EXERCISE BRIEF:
Copy out the data, starting with the line with "label_query: brown mottled plumage" and going on through the end of the data, keeping every label_query and ann_boxes line. Shift each bounding-box coordinate by -31.

** start of DATASET EXTRACT **

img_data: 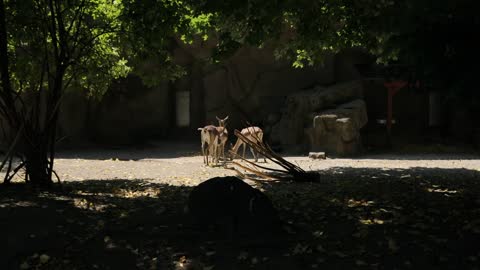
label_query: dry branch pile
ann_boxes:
[230,130,320,182]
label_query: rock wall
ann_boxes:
[270,81,368,156]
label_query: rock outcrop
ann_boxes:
[270,81,368,156]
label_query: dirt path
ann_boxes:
[0,144,480,270]
[47,144,480,186]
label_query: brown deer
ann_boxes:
[216,116,228,161]
[198,125,219,165]
[231,127,267,162]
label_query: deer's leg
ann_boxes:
[242,143,247,159]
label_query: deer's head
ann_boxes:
[215,115,228,127]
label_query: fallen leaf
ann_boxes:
[40,254,50,264]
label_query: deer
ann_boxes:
[198,125,219,166]
[231,127,267,162]
[215,115,228,161]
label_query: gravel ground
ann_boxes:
[19,142,480,186]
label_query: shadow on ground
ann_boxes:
[0,168,480,270]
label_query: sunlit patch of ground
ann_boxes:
[0,151,480,270]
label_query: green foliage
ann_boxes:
[7,0,130,95]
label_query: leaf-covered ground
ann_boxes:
[0,153,480,270]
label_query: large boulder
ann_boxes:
[187,176,281,235]
[305,99,368,156]
[270,81,368,156]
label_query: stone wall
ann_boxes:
[267,81,368,156]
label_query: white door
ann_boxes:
[175,91,190,127]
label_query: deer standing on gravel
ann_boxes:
[231,127,267,162]
[198,125,219,166]
[216,116,228,162]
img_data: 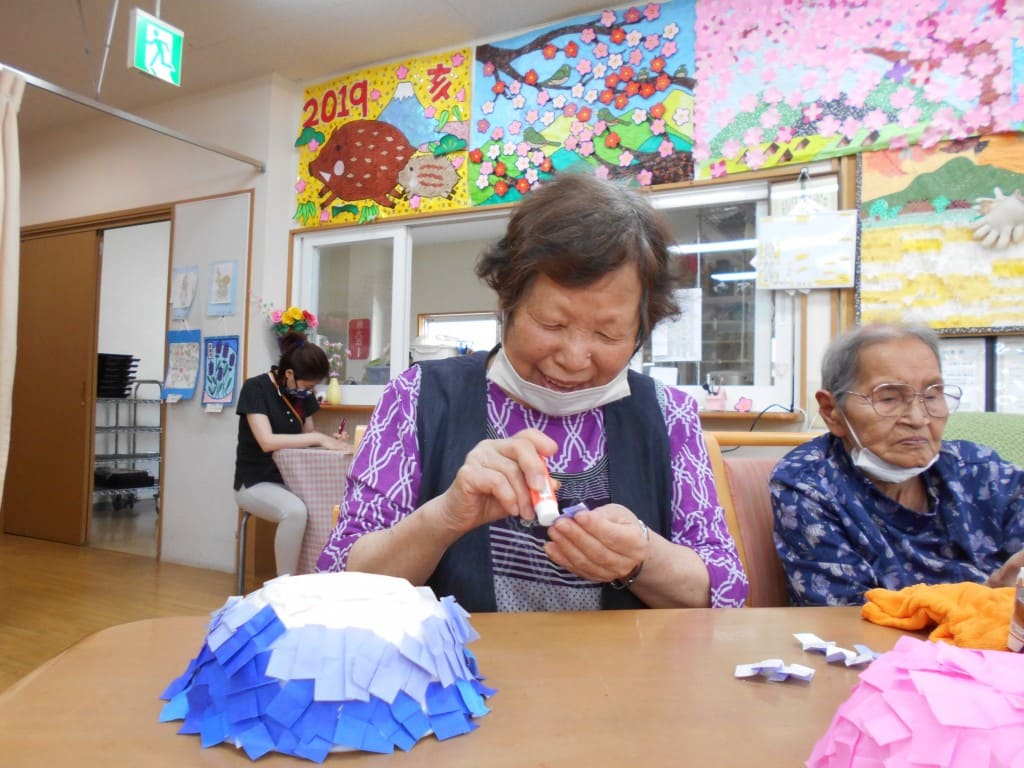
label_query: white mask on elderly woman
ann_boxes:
[487,348,630,416]
[839,409,939,484]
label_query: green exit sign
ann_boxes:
[128,8,185,85]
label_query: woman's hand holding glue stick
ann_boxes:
[529,466,558,525]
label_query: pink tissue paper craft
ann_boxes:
[806,637,1024,768]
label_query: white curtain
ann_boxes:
[0,67,25,512]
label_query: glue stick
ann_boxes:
[1007,568,1024,652]
[529,467,558,525]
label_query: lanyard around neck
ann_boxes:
[267,372,304,427]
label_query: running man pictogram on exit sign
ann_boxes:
[128,8,185,85]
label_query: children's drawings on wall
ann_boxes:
[171,264,199,319]
[203,336,239,406]
[161,331,202,400]
[857,135,1024,333]
[207,261,239,316]
[294,50,470,226]
[469,1,695,205]
[939,338,988,411]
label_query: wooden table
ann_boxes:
[0,608,901,768]
[273,449,352,573]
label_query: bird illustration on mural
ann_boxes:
[522,126,561,146]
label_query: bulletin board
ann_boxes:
[857,134,1024,335]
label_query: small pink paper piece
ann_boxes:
[806,637,1024,768]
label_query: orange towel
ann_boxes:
[860,582,1015,650]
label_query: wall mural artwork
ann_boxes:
[294,50,470,226]
[857,134,1024,334]
[693,0,1024,178]
[468,0,695,205]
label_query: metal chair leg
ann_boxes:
[236,510,250,595]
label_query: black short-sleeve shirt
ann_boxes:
[234,374,319,490]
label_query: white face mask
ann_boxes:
[487,348,630,416]
[840,409,939,484]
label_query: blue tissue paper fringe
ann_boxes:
[160,597,495,763]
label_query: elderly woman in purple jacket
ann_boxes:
[318,174,746,611]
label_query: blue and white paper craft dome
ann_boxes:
[160,573,495,762]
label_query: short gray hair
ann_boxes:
[821,324,942,402]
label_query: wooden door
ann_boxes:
[3,230,99,545]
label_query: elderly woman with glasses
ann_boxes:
[771,325,1024,605]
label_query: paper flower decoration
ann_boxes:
[160,572,495,762]
[270,306,317,336]
[807,637,1024,768]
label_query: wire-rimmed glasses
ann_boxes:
[843,384,964,419]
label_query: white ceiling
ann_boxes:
[0,0,615,135]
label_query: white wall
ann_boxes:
[97,221,171,382]
[161,194,251,570]
[20,76,302,570]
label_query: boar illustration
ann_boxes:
[309,120,413,208]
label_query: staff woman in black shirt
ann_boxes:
[234,332,344,575]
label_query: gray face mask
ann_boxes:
[487,348,630,416]
[840,409,939,484]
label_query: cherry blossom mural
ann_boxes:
[693,0,1024,178]
[467,0,695,205]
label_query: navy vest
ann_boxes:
[417,352,672,612]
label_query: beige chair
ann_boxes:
[705,432,816,608]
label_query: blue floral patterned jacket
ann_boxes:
[770,434,1024,605]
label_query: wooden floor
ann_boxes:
[0,534,234,696]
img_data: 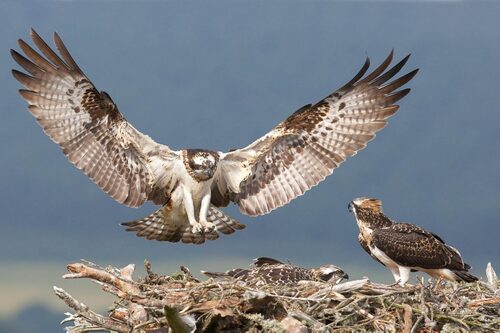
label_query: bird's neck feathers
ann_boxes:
[356,208,394,230]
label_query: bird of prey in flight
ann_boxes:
[11,30,417,244]
[201,257,349,285]
[349,198,477,286]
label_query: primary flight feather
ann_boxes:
[11,30,417,244]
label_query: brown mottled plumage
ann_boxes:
[11,30,417,244]
[202,257,348,285]
[349,198,477,285]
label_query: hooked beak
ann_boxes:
[347,201,354,213]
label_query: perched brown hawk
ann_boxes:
[349,198,477,286]
[11,30,417,244]
[202,257,349,285]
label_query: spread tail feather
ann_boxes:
[121,205,245,244]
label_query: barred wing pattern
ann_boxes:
[217,52,418,215]
[372,223,470,270]
[11,30,179,207]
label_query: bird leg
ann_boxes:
[200,191,215,232]
[389,267,401,287]
[399,266,410,287]
[183,188,203,234]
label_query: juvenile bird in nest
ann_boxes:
[201,257,349,285]
[348,198,477,286]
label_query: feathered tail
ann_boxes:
[122,205,245,244]
[453,271,479,282]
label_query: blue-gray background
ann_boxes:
[0,1,500,332]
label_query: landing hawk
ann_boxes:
[11,30,417,244]
[349,198,477,286]
[201,257,349,285]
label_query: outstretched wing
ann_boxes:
[372,223,469,270]
[213,52,417,215]
[11,30,180,207]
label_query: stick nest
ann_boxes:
[54,262,500,333]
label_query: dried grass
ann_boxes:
[55,262,500,333]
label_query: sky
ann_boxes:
[0,1,500,326]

** end of DATASET EXTRACT **

SOLUTION BELOW:
label_query: brown mottled plumage
ann_boxes:
[-20,-1,386,213]
[171,226,317,254]
[318,167,446,254]
label_query: hooked beak
ann_boxes:
[316,170,323,182]
label_query: perched brown hawk
ann_boxes:
[318,167,446,255]
[-20,-1,386,213]
[171,226,318,254]
label_query: spread tail feather
ann_boxes:
[90,174,214,213]
label_query: barred wing pattern
ann_boxes:
[186,21,387,184]
[341,192,439,239]
[-20,-1,148,176]
label_query: bird leg
ann_boxes:
[169,160,184,201]
[358,236,370,256]
[368,235,379,256]
[152,157,172,203]
label_query: juvenile bird in nest
ann_boxes:
[170,226,318,254]
[317,167,446,255]
label_query: feathered tail
ann_boxes:
[91,174,214,213]
[422,240,448,251]
label_query: blue-gray background
ann_boxes:
[-31,-30,469,301]
label_query: landing hawk
ann_boxes:
[-20,-1,386,213]
[318,167,446,255]
[170,226,318,254]
label_query: outstretched wing
ann_boxes:
[341,192,438,239]
[182,21,386,184]
[-20,-1,149,176]
label_query: stick nest
ann_boxes:
[23,231,469,302]
label_query: dried grass
ann_boxes:
[24,231,469,302]
label_query: sky
ann_boxes:
[-31,-30,469,295]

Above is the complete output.